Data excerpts
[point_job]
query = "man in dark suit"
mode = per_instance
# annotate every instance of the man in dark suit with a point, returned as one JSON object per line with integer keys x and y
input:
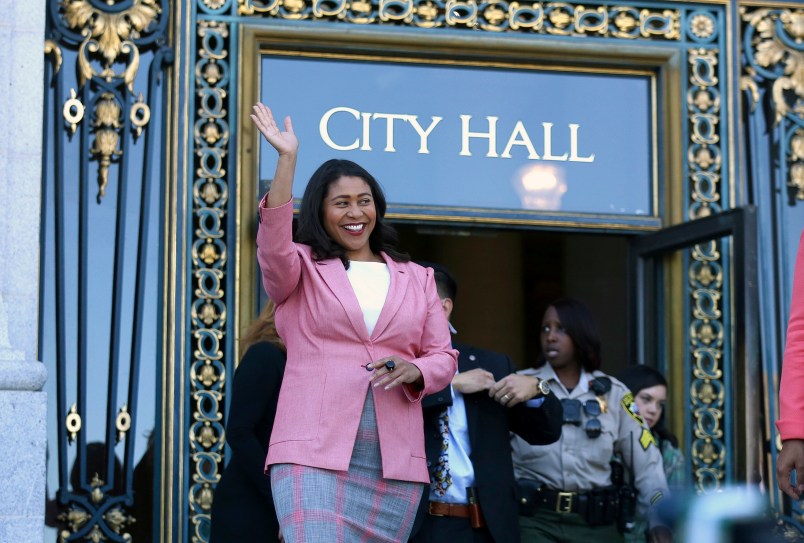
{"x": 472, "y": 497}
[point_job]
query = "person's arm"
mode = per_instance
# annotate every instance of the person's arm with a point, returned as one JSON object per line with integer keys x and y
{"x": 254, "y": 391}
{"x": 276, "y": 253}
{"x": 791, "y": 390}
{"x": 538, "y": 425}
{"x": 437, "y": 360}
{"x": 538, "y": 421}
{"x": 286, "y": 146}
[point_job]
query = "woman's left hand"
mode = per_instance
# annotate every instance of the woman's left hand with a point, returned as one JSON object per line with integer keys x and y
{"x": 392, "y": 371}
{"x": 513, "y": 389}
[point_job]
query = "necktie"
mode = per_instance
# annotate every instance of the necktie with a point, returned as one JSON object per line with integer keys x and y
{"x": 441, "y": 477}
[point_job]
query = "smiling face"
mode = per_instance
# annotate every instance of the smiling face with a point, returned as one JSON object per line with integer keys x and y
{"x": 650, "y": 402}
{"x": 557, "y": 346}
{"x": 349, "y": 216}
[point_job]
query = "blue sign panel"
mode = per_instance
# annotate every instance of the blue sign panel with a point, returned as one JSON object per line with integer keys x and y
{"x": 472, "y": 137}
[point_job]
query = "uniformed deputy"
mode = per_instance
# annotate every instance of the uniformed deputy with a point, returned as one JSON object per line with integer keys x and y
{"x": 567, "y": 491}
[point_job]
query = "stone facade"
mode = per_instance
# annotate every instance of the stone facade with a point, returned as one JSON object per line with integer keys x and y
{"x": 22, "y": 402}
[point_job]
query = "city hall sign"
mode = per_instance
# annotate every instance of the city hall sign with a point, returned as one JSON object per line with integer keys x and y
{"x": 387, "y": 125}
{"x": 474, "y": 139}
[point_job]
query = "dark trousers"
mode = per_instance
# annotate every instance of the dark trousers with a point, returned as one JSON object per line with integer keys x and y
{"x": 549, "y": 526}
{"x": 450, "y": 530}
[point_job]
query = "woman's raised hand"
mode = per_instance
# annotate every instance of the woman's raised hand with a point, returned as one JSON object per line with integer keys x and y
{"x": 284, "y": 142}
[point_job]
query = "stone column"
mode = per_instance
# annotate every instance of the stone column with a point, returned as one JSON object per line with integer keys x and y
{"x": 23, "y": 404}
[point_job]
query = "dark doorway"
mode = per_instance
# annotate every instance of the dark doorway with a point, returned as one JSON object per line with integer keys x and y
{"x": 506, "y": 278}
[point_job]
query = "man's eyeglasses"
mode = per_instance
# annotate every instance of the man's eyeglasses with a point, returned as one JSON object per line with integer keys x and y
{"x": 590, "y": 408}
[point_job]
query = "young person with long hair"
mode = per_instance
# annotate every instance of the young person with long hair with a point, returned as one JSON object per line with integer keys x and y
{"x": 649, "y": 388}
{"x": 242, "y": 505}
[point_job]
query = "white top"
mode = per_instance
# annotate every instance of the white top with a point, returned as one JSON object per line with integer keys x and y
{"x": 458, "y": 453}
{"x": 370, "y": 281}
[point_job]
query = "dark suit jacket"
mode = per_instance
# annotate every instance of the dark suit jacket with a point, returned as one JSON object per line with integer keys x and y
{"x": 489, "y": 425}
{"x": 242, "y": 505}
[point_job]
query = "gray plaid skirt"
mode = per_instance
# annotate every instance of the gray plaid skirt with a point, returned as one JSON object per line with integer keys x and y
{"x": 319, "y": 505}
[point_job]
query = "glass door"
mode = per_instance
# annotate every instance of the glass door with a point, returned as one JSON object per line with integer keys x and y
{"x": 694, "y": 315}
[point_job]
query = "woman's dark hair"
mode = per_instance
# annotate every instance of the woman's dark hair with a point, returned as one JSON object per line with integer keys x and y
{"x": 581, "y": 327}
{"x": 640, "y": 377}
{"x": 311, "y": 227}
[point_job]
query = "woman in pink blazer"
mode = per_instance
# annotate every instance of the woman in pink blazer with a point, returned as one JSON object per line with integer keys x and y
{"x": 366, "y": 339}
{"x": 791, "y": 390}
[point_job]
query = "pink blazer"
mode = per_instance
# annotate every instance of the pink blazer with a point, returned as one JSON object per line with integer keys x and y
{"x": 325, "y": 385}
{"x": 791, "y": 385}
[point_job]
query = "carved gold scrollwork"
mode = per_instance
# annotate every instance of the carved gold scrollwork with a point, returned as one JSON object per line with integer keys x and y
{"x": 665, "y": 24}
{"x": 702, "y": 26}
{"x": 105, "y": 146}
{"x": 52, "y": 48}
{"x": 776, "y": 55}
{"x": 250, "y": 7}
{"x": 73, "y": 111}
{"x": 109, "y": 34}
{"x": 122, "y": 423}
{"x": 559, "y": 18}
{"x": 773, "y": 47}
{"x": 73, "y": 423}
{"x": 526, "y": 16}
{"x": 140, "y": 114}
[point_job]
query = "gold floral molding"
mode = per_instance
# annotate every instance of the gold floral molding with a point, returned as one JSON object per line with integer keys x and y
{"x": 109, "y": 42}
{"x": 776, "y": 55}
{"x": 557, "y": 18}
{"x": 109, "y": 34}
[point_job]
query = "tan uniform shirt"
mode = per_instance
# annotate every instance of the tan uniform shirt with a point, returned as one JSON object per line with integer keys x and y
{"x": 578, "y": 463}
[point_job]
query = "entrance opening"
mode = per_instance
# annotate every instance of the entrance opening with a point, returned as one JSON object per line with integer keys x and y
{"x": 506, "y": 279}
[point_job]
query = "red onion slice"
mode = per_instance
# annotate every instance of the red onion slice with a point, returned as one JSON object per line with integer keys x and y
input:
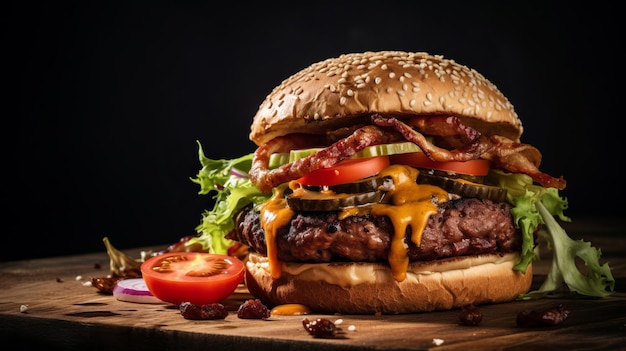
{"x": 134, "y": 290}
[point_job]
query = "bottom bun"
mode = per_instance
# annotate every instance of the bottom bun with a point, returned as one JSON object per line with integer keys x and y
{"x": 369, "y": 288}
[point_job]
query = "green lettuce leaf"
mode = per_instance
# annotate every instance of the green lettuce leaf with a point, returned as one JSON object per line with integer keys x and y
{"x": 534, "y": 206}
{"x": 233, "y": 191}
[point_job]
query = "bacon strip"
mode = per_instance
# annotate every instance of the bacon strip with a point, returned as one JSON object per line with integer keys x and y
{"x": 266, "y": 179}
{"x": 476, "y": 145}
{"x": 503, "y": 153}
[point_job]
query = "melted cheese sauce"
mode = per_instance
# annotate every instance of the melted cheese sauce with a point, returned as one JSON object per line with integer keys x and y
{"x": 410, "y": 205}
{"x": 274, "y": 214}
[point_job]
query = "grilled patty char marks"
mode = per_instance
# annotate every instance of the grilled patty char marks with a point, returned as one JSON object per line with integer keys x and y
{"x": 466, "y": 226}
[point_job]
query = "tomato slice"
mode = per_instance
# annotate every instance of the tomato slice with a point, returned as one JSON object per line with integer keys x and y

Work item:
Your whole answer should be one number, the count of lines in the records that hold "onion".

Expected answer:
2